## START Entries

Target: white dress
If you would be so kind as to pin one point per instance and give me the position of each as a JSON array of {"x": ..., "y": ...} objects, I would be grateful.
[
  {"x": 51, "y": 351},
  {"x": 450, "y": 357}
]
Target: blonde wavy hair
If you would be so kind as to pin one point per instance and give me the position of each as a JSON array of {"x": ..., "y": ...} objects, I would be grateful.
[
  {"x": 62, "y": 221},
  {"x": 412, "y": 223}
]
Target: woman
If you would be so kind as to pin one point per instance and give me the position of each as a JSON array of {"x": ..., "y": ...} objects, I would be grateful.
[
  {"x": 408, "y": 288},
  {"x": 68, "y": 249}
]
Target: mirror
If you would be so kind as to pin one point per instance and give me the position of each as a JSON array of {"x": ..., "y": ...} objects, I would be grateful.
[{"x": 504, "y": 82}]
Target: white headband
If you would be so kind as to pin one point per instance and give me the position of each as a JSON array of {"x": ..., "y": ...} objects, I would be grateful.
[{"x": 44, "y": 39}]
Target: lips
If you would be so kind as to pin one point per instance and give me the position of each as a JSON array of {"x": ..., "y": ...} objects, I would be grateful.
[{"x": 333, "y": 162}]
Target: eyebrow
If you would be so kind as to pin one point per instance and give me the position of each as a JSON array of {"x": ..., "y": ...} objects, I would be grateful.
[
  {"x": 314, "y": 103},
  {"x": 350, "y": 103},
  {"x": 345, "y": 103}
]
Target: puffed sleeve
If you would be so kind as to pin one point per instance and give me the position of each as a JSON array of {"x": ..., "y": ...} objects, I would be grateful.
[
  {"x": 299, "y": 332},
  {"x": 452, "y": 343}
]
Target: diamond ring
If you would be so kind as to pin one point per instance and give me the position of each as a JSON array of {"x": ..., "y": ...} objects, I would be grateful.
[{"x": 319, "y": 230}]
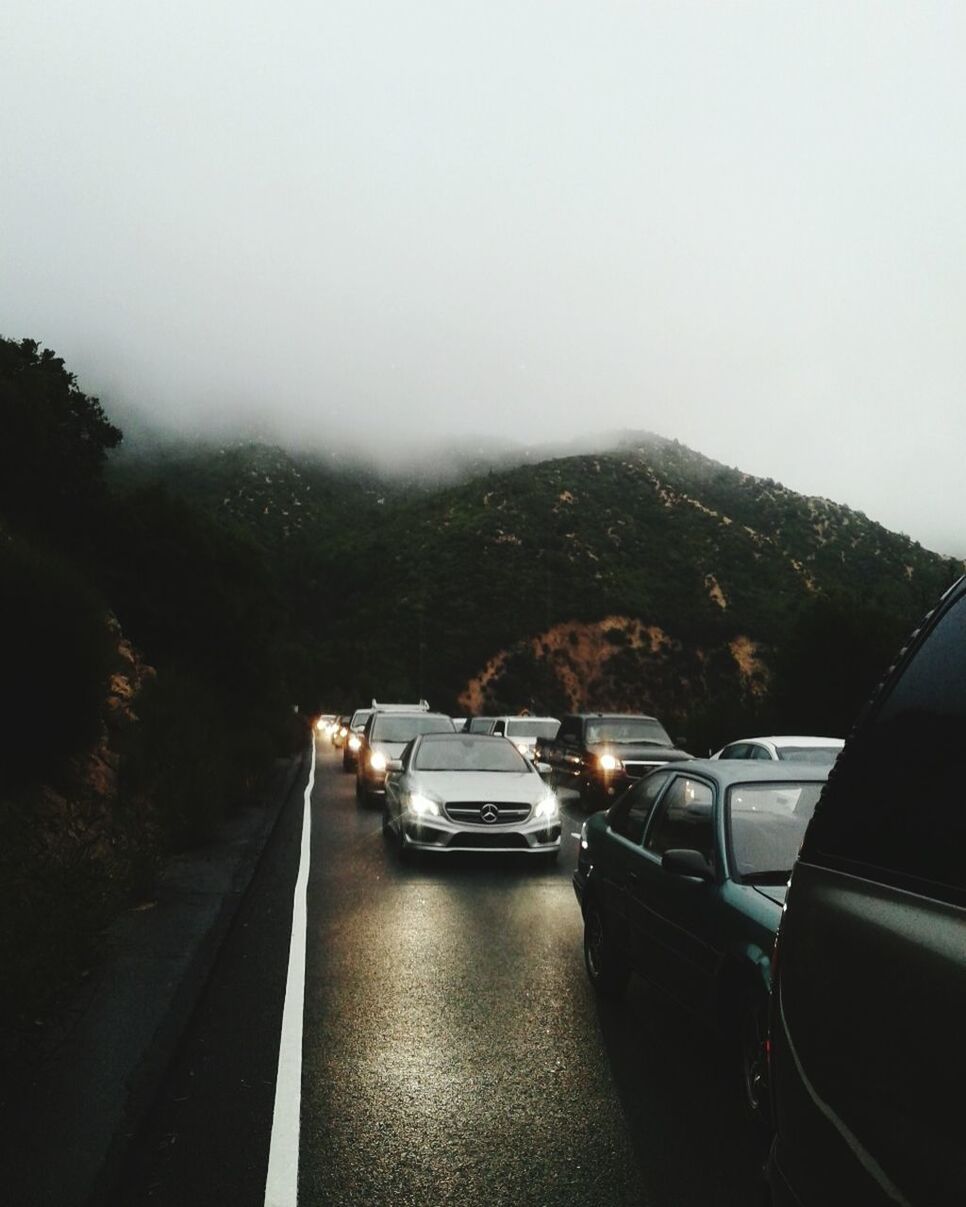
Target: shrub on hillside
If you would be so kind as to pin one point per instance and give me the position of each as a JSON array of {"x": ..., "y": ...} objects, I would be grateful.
[{"x": 54, "y": 649}]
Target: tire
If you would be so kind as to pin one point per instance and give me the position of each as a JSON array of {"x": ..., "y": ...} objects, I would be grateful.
[
  {"x": 750, "y": 1031},
  {"x": 606, "y": 967}
]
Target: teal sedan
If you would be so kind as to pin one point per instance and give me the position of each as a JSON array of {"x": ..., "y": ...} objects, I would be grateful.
[{"x": 682, "y": 881}]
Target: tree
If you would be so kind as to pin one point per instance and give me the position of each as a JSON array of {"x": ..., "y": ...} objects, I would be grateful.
[{"x": 53, "y": 441}]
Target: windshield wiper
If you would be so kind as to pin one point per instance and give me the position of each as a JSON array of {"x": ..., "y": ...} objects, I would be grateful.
[{"x": 767, "y": 878}]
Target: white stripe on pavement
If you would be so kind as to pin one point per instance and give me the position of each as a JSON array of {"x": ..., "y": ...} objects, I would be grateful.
[{"x": 281, "y": 1184}]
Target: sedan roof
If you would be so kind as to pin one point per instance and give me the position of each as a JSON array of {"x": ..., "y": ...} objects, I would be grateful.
[{"x": 738, "y": 770}]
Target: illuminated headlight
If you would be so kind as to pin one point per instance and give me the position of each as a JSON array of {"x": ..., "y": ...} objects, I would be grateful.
[
  {"x": 423, "y": 806},
  {"x": 547, "y": 808}
]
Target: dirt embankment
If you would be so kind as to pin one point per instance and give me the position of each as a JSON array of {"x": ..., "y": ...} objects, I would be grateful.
[
  {"x": 71, "y": 853},
  {"x": 616, "y": 663}
]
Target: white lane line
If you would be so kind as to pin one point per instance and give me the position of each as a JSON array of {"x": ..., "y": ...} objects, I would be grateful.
[{"x": 281, "y": 1184}]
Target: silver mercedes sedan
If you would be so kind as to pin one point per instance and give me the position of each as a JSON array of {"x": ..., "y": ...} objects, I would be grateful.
[{"x": 469, "y": 792}]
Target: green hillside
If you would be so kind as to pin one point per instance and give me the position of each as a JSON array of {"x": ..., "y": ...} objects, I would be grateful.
[{"x": 644, "y": 577}]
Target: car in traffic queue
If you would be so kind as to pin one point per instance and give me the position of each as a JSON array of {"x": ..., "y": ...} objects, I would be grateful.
[
  {"x": 469, "y": 792},
  {"x": 385, "y": 736},
  {"x": 867, "y": 1063},
  {"x": 682, "y": 881},
  {"x": 785, "y": 748},
  {"x": 601, "y": 753},
  {"x": 481, "y": 724},
  {"x": 354, "y": 739},
  {"x": 525, "y": 730}
]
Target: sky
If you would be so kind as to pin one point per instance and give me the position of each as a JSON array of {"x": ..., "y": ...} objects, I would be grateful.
[{"x": 385, "y": 226}]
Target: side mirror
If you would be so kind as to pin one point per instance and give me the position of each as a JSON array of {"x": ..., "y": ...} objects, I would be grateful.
[{"x": 682, "y": 862}]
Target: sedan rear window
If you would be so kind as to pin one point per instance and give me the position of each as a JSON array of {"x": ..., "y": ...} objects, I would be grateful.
[
  {"x": 767, "y": 823},
  {"x": 818, "y": 756},
  {"x": 525, "y": 728},
  {"x": 627, "y": 729},
  {"x": 402, "y": 729},
  {"x": 469, "y": 754}
]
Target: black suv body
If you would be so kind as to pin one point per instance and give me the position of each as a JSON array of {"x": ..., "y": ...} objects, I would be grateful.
[
  {"x": 601, "y": 753},
  {"x": 867, "y": 1060}
]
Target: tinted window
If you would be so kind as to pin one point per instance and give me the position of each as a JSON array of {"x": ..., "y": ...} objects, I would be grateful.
[
  {"x": 629, "y": 817},
  {"x": 818, "y": 756},
  {"x": 767, "y": 823},
  {"x": 684, "y": 818},
  {"x": 389, "y": 728},
  {"x": 525, "y": 728},
  {"x": 895, "y": 806},
  {"x": 627, "y": 729},
  {"x": 465, "y": 753}
]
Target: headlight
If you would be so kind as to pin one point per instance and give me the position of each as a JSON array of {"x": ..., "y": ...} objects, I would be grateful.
[
  {"x": 547, "y": 808},
  {"x": 423, "y": 806}
]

## END Entries

[Problem description] Reproduce all of the items above line for line, without changing anything, but leave out the pictures.

[Finished exercise]
Target: white dress
If you would be so kind as to pin one point per instance and give me the position of each as a JSON array of {"x": ..., "y": ...} objects, I would be grateful.
[
  {"x": 51, "y": 351},
  {"x": 450, "y": 357}
]
Target: blonde wavy hair
If you would be so kind as to pin one point per instance and give me the position of each as a JSON array of {"x": ..., "y": ...} objects, I would be grateful.
[
  {"x": 62, "y": 221},
  {"x": 412, "y": 223}
]
Target: woman
If you would be so kind as to pin one point per instance and give me the position of each as a JSON array of {"x": ..., "y": ...} objects, I would be grateful.
[
  {"x": 408, "y": 288},
  {"x": 68, "y": 249}
]
Target: mirror
If you would be so kind as to pin one point per instance and give me the position of each as a JSON array of {"x": ..., "y": ...} objects, I would be grateful.
[{"x": 504, "y": 82}]
Target: white headband
If you would be so kind as to pin one point per instance and give me the position of each as a JSON array of {"x": ..., "y": ...} objects, I would be grateful.
[{"x": 44, "y": 39}]
Target: lips
If you would be so kind as to pin one point per instance and give me the position of each as a JSON array of {"x": ..., "y": ...} objects, I would be grateful.
[{"x": 333, "y": 162}]
Target: eyebrow
If you would be so kind as to pin one point per instance and give me the position of each as a JSON array of {"x": ..., "y": ...} objects, I would be grateful.
[
  {"x": 314, "y": 103},
  {"x": 350, "y": 103},
  {"x": 345, "y": 103}
]
Target: puffed sleeve
If you would be so kind as to pin one point per instance and give me the position of each as a JSON array of {"x": ..., "y": ...} objects, I would be grateful.
[
  {"x": 299, "y": 332},
  {"x": 452, "y": 343}
]
Target: diamond ring
If you would be so kind as to pin one point per instance and give me the position of each as a JSON array of {"x": ..., "y": ...} objects, I would be grateful.
[{"x": 319, "y": 230}]
Target: shrub on hillside
If you would be so kind as to pin one point per instance and give me the position of each as a JSON array of {"x": ..., "y": ...} objects, I would be grateful.
[{"x": 54, "y": 649}]
Target: tire
If you would be so kind as to pin one point per instance and give me the position of each as a JSON array of {"x": ..., "y": ...} objects, I would be grateful.
[
  {"x": 750, "y": 1031},
  {"x": 606, "y": 967}
]
Target: teal sedan
If you would be so kind as to pin one point per instance and give me the position of each as a JSON array of {"x": ..., "y": ...} objects, I would be grateful.
[{"x": 682, "y": 881}]
Target: tree
If you would be so kind as to pin one point per instance and give me the position of each as a JSON array of {"x": ..., "y": ...} objects, I would be grateful.
[{"x": 53, "y": 441}]
Target: windshield wiper
If you would be so kind as to pin one point per instance and give me the position of each as a JSON array of {"x": ..., "y": ...} objects, I would be grateful.
[{"x": 767, "y": 878}]
Target: white stripe on pavement
If you would be so kind as to pin one point per instance and give me the position of each as a JSON array of {"x": ..., "y": ...} objects, I would be grateful.
[{"x": 281, "y": 1184}]
Target: sedan roof
If you would be so kind as to pin one point per instance and give me the position of each as a JSON array of {"x": ..., "y": ...} objects, I would be grateful.
[{"x": 738, "y": 770}]
Target: illuminated headlight
If you would be so kind as to pin one point per instance and give me the position of each as a JSON array of {"x": ..., "y": ...} objects, I would be grateful.
[
  {"x": 423, "y": 806},
  {"x": 547, "y": 808}
]
Target: dirt embankment
If you would be so kind as to pin one point per instance and give me the position of each as a JSON array of {"x": ..., "y": ...} objects, I would be grateful.
[
  {"x": 71, "y": 853},
  {"x": 616, "y": 663}
]
Target: white lane line
If you would be so kind as to pin one point per instance and give me the position of each as a JSON array of {"x": ..., "y": ...} objects, I would be grateful.
[{"x": 281, "y": 1184}]
Target: silver mercedes sedan
If you would be so kind as to pin one point per instance and give me the position of each as a JSON array of {"x": ..., "y": ...} objects, I would be grateful.
[{"x": 469, "y": 792}]
Target: green hillside
If you would be so kind as to pin one point per instance and give me the position of each as a JSON array of {"x": ..., "y": ...} objects, I would be grateful.
[{"x": 644, "y": 577}]
Target: car in traffic queue
If you would be so kind as to pin one point per instance and give me the position of each as a JSON array of {"x": ..., "y": ...} objects, I would be grateful.
[
  {"x": 469, "y": 792},
  {"x": 385, "y": 736},
  {"x": 867, "y": 1063},
  {"x": 682, "y": 881},
  {"x": 785, "y": 748},
  {"x": 601, "y": 753},
  {"x": 481, "y": 724},
  {"x": 354, "y": 739},
  {"x": 525, "y": 730}
]
Target: sky
If you would be so kind as to pin one point per instance and give me the position of each as a JSON array of {"x": ..., "y": ...} objects, I would be grateful.
[{"x": 385, "y": 226}]
Target: side mirror
If you would be so kind as to pin one point per instance and give me the position of each as a JSON array of {"x": ..., "y": ...} objects, I would be grateful.
[{"x": 682, "y": 862}]
Target: sedan rear window
If you would be so kind as to pin one point per instance and give me the position of each as a JSON array of {"x": ..., "y": ...} objects, I would be grateful.
[
  {"x": 767, "y": 823},
  {"x": 818, "y": 756},
  {"x": 525, "y": 728},
  {"x": 627, "y": 729},
  {"x": 402, "y": 729},
  {"x": 469, "y": 754}
]
Target: black suv body
If you would be so kind as to pin one point per instance and give me the position of each as a JSON array of {"x": ..., "y": ...} objects, I would be grateful.
[
  {"x": 601, "y": 753},
  {"x": 867, "y": 1060}
]
Target: tinted window
If you would be so kind as to pin one point per instance and give me the position of each as a JSON array of {"x": ..., "y": ...} objects, I would be grateful.
[
  {"x": 629, "y": 817},
  {"x": 818, "y": 756},
  {"x": 767, "y": 823},
  {"x": 684, "y": 818},
  {"x": 389, "y": 728},
  {"x": 525, "y": 728},
  {"x": 895, "y": 806},
  {"x": 627, "y": 729},
  {"x": 465, "y": 753}
]
Target: headlight
If you would be so kind as to pin one point per instance and give me the position of each as a JSON array of {"x": ..., "y": ...} objects, I would be grateful.
[
  {"x": 547, "y": 808},
  {"x": 423, "y": 806}
]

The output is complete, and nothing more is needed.